Items listed in a dataset
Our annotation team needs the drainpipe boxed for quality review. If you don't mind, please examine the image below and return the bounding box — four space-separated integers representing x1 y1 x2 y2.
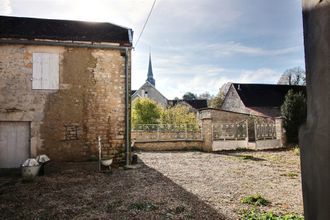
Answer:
125 48 131 166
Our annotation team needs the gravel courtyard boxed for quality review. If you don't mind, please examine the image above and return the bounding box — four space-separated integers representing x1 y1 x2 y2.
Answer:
0 150 303 219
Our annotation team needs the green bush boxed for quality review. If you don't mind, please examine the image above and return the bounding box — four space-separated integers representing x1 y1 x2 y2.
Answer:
241 209 304 220
241 194 270 206
281 90 307 143
132 98 162 128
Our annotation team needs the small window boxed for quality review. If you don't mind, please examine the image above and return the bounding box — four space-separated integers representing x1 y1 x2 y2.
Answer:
32 53 59 89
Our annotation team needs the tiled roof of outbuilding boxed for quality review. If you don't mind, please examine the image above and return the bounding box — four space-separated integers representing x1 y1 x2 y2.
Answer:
0 16 132 45
232 83 306 107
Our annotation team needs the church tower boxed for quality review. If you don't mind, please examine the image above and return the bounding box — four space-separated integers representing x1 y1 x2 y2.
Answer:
147 53 156 86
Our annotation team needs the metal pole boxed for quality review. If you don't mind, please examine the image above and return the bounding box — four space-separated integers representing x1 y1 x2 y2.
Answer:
98 136 102 172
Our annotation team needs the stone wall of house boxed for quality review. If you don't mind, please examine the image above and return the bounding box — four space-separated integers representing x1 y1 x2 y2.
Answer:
299 0 330 220
0 45 130 163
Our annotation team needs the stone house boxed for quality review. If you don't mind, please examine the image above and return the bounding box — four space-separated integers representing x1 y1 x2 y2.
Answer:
0 16 132 168
221 83 306 118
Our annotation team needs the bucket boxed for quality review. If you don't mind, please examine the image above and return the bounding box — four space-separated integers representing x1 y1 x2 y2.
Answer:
22 159 40 181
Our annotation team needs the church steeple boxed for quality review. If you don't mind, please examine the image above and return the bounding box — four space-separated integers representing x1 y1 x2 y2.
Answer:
147 53 156 86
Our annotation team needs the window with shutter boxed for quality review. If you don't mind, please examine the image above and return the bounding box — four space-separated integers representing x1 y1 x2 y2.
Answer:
32 53 59 89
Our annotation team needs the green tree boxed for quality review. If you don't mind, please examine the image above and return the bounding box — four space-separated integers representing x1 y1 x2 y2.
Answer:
160 105 197 126
277 66 306 85
132 98 162 128
208 91 225 108
281 90 307 144
182 92 197 100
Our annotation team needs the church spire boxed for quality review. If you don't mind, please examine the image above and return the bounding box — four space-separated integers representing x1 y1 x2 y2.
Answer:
147 53 156 86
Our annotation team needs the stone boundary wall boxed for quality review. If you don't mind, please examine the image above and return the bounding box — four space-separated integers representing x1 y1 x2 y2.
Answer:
131 109 285 152
134 140 204 151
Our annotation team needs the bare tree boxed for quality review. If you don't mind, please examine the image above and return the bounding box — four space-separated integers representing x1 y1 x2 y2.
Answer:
277 67 306 85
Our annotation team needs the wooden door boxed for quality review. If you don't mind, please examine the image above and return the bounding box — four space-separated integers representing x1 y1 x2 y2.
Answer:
0 122 30 168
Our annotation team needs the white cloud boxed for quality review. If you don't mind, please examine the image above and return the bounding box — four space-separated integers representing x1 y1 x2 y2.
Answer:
0 0 12 15
199 41 300 56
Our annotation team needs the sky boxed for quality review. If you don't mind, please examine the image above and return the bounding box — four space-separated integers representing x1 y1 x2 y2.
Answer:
0 0 305 99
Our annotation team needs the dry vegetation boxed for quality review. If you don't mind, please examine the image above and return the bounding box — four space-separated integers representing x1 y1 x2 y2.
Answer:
0 151 302 219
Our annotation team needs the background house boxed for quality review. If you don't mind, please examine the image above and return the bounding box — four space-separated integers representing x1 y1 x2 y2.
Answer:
168 99 207 113
0 16 132 167
221 83 306 118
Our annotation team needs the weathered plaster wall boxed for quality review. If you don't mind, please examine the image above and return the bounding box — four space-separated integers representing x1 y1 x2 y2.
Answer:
0 45 130 162
299 0 330 220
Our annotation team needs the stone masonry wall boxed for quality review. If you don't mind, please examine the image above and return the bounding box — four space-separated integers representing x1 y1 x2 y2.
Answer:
221 85 249 114
0 45 130 162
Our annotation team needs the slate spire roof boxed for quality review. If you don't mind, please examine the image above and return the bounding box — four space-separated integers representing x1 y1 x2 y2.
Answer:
147 53 156 86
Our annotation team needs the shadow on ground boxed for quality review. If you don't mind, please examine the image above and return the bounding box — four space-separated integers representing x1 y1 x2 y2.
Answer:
0 160 227 219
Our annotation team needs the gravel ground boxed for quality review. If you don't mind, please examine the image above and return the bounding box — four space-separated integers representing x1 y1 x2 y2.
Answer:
0 151 302 219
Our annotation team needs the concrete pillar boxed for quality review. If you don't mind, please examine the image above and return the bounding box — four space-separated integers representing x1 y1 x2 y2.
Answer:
275 118 286 147
299 0 330 220
199 110 213 152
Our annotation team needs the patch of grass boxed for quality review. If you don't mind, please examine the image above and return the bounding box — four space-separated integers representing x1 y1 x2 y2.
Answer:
241 209 304 220
129 202 158 212
281 172 298 178
174 206 185 214
241 194 270 206
236 154 265 161
107 200 123 212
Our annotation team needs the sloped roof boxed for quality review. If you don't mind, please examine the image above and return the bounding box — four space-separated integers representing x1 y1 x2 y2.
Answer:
232 83 306 107
169 99 207 110
0 16 132 45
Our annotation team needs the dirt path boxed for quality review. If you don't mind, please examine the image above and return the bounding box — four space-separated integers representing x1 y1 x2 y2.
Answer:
0 151 302 219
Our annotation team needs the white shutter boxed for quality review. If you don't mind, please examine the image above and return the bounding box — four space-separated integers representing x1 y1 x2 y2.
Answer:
32 53 59 89
32 53 42 89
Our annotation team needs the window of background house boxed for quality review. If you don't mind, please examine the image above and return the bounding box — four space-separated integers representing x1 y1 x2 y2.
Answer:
32 53 59 89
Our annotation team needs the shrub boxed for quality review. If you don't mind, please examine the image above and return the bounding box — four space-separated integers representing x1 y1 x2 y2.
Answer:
132 98 162 128
241 209 304 220
241 194 270 206
281 90 307 143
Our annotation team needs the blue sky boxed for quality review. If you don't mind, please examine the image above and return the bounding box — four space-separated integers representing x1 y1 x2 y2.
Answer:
0 0 304 98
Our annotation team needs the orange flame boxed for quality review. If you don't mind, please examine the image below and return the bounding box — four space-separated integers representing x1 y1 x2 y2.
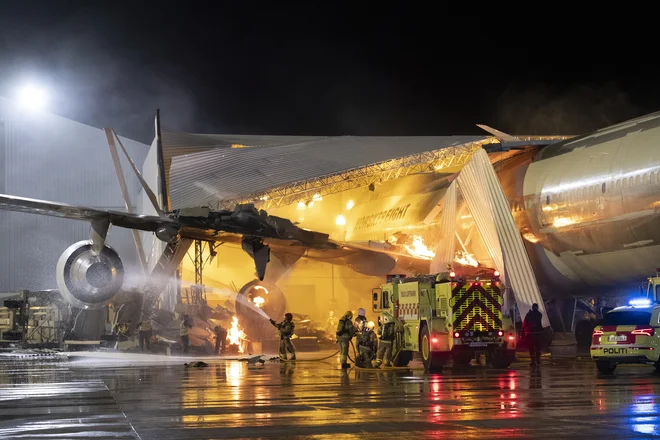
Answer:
404 235 435 260
454 251 479 267
227 316 245 353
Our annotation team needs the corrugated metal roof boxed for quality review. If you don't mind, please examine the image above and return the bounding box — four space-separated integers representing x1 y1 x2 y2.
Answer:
163 135 486 208
0 98 149 291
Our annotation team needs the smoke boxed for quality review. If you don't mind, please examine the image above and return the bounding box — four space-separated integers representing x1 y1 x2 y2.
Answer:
493 82 644 135
0 8 200 144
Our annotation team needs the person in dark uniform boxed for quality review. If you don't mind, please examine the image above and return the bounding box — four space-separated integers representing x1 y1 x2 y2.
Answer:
522 303 543 367
213 325 227 356
137 317 153 352
179 315 192 353
270 313 296 361
336 310 355 369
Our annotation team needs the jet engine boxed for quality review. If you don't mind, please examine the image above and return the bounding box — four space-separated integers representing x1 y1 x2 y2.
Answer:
57 240 124 309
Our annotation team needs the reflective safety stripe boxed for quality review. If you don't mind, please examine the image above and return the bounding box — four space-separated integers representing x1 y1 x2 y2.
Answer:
399 303 419 319
450 282 502 331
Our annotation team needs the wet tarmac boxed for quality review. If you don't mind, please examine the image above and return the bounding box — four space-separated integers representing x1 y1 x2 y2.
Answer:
0 353 660 440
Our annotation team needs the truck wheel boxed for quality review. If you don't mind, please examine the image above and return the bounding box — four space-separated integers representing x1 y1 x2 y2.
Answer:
596 361 616 374
392 350 412 367
419 326 444 370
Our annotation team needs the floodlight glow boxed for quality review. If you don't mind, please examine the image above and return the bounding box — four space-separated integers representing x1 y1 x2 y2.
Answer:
628 298 651 307
17 85 48 111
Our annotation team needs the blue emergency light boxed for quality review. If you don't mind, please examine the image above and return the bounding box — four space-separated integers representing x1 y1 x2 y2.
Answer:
628 298 651 307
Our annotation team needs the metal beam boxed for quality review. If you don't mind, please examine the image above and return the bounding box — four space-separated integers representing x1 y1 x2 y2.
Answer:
219 138 497 210
104 128 148 274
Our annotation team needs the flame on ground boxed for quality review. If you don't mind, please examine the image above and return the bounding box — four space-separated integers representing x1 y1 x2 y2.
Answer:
552 217 575 228
404 235 435 260
454 251 479 267
227 316 245 353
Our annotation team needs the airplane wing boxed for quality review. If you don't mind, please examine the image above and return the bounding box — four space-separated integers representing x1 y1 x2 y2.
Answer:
0 194 177 231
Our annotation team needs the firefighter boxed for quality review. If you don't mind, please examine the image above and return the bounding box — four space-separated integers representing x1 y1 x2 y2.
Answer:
113 320 132 341
213 325 227 356
336 310 355 368
355 307 367 331
374 312 396 368
355 321 378 368
137 317 153 352
270 313 296 361
522 303 543 367
179 315 192 353
325 310 337 334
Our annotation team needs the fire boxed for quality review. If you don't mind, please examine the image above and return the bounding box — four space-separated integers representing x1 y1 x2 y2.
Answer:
552 217 575 228
227 316 245 353
404 235 435 260
454 251 479 267
253 286 268 295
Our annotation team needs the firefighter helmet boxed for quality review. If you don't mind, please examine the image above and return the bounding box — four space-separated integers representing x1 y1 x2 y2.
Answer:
383 312 394 324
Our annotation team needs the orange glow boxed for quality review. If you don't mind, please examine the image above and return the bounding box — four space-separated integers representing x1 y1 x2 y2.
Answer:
552 217 575 228
404 235 435 260
523 232 539 243
227 316 245 353
454 251 479 267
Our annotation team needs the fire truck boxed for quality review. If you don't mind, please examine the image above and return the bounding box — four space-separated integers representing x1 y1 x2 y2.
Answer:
372 271 516 370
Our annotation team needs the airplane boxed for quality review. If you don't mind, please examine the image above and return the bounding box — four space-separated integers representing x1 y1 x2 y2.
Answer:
0 108 660 342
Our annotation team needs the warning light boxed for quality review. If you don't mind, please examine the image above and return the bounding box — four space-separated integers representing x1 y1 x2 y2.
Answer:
629 298 651 307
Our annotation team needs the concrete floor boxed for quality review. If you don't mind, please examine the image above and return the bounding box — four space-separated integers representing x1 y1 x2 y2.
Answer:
0 353 660 440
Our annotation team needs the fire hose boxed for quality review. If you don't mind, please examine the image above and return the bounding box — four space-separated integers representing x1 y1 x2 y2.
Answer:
281 350 339 362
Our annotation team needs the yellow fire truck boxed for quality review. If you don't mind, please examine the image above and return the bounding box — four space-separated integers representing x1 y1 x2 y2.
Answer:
372 271 516 369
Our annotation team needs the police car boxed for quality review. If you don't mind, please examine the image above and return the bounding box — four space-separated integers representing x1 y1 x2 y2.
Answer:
591 299 660 374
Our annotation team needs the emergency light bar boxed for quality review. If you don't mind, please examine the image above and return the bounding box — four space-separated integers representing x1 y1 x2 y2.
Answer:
628 298 651 307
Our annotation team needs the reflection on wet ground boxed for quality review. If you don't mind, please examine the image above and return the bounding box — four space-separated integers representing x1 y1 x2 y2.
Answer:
0 354 660 440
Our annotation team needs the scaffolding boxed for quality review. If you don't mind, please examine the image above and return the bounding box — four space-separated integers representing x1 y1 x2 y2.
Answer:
0 290 68 346
179 240 218 305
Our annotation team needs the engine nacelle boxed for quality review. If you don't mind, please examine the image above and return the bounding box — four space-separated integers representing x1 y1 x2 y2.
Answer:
57 240 124 309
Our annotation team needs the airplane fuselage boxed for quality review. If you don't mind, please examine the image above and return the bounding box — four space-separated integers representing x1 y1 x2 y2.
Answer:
497 111 660 295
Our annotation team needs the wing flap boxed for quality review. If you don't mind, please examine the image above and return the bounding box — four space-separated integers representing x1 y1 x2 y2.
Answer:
0 194 173 231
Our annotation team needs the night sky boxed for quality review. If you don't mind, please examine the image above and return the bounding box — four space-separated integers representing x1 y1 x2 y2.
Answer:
0 0 660 142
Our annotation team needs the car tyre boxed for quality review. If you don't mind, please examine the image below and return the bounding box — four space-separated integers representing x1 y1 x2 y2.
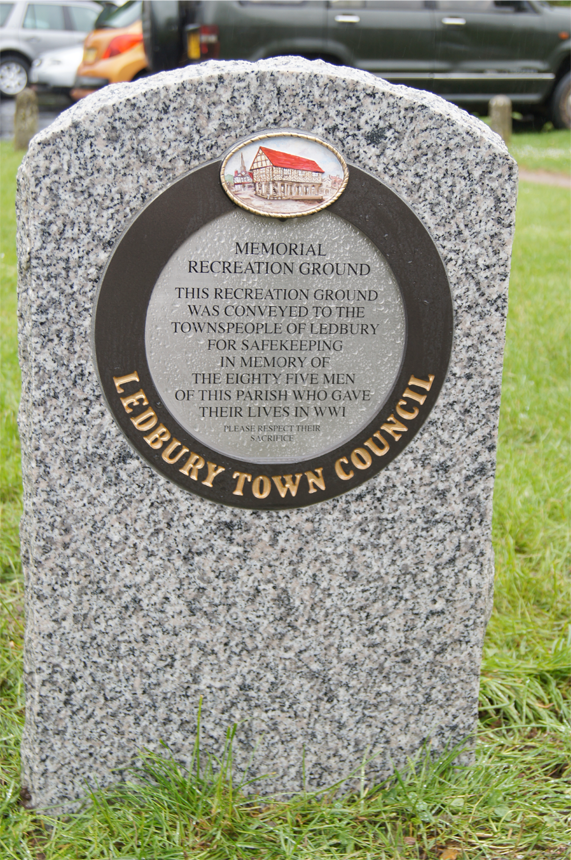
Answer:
0 54 30 98
551 72 571 128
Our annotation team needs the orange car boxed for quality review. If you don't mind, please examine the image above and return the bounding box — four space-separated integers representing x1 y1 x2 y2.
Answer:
71 0 148 101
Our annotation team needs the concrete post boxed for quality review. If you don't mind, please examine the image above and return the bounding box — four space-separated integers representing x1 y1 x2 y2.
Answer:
14 87 38 154
489 96 512 144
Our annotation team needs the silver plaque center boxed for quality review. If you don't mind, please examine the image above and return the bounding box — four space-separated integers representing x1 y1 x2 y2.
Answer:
145 209 406 463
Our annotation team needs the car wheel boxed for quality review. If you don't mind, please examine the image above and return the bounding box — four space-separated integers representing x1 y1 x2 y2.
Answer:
0 54 30 96
551 72 571 128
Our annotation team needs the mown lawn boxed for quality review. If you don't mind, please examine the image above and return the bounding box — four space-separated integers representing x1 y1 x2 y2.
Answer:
0 132 571 860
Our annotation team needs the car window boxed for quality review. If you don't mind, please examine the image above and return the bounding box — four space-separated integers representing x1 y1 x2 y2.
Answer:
367 0 426 10
247 0 305 6
329 0 430 7
24 3 66 30
67 6 99 33
438 0 525 12
95 0 143 29
0 3 14 27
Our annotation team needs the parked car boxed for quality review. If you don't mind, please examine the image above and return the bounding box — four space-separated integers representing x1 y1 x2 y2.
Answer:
0 0 101 96
71 0 148 99
143 0 571 128
30 45 83 96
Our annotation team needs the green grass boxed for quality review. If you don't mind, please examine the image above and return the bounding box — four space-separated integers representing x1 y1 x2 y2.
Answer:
0 138 571 860
510 129 571 173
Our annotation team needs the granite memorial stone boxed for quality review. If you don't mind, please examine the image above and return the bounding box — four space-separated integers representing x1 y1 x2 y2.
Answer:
18 58 516 809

Task to complete
All lines from the one that contains "Our annotation team needs the concrete post" through the end of the material are to be quoted exactly, with both ends included.

Full response
Our annotation team needs the concrete post boxed for quality review. If you don't mind, please examine the image above and return the bounding box — four space-separated integers representing x1 y1 x2 y2.
Answer:
14 87 38 154
489 96 512 144
Our annotation team needs the silver plaque center boxed for quality review. If you don't mind, please examine the image above and return the bounding box — four space-separated integers representing x1 y1 x2 y2.
Answer:
145 209 406 463
Our annotation team needs the car wheel boxed for quality review. If you don't mind, please examine the image above and return the bounding box — four space-separated integers representing x1 y1 x2 y2.
Answer:
0 54 30 96
551 72 571 128
Our annotation team needs the mown lawn boxed for quality review. If you don't mind, please examine the image above and return the bounding box — four space-separated integers representing x1 y1 x2 y2.
Answer:
0 132 571 860
Our annotation team needs the car window boxed for quality review. If you don't mind, please examine the image above and return the bounding box — four space-separated integers representing x1 y1 x2 y2.
Answer:
367 0 426 10
247 0 305 6
329 0 430 7
24 3 66 30
67 6 99 33
438 0 525 12
95 0 143 29
0 3 14 27
Our annotation team needs the parked car boxed for quality review. If you don't mind, please examine the image above and return the bounding box — four space-separated integers representing x1 y1 x2 y2.
Answer:
0 0 101 96
71 0 148 99
143 0 571 128
30 45 83 96
Our annotation team needs the green grass boxed for quality review. If you don't mind, please examine the image above and return the bounding box — four space-separated integers representing x1 y1 x2 y2.
Answer:
0 138 571 860
510 129 571 173
Our annotation team needs the granite memorial stone boxed for quality review. If you don't mind, please examine the image above and return the bounding box — four space-separated integers representing x1 y1 x2 y2.
Answer:
18 58 516 809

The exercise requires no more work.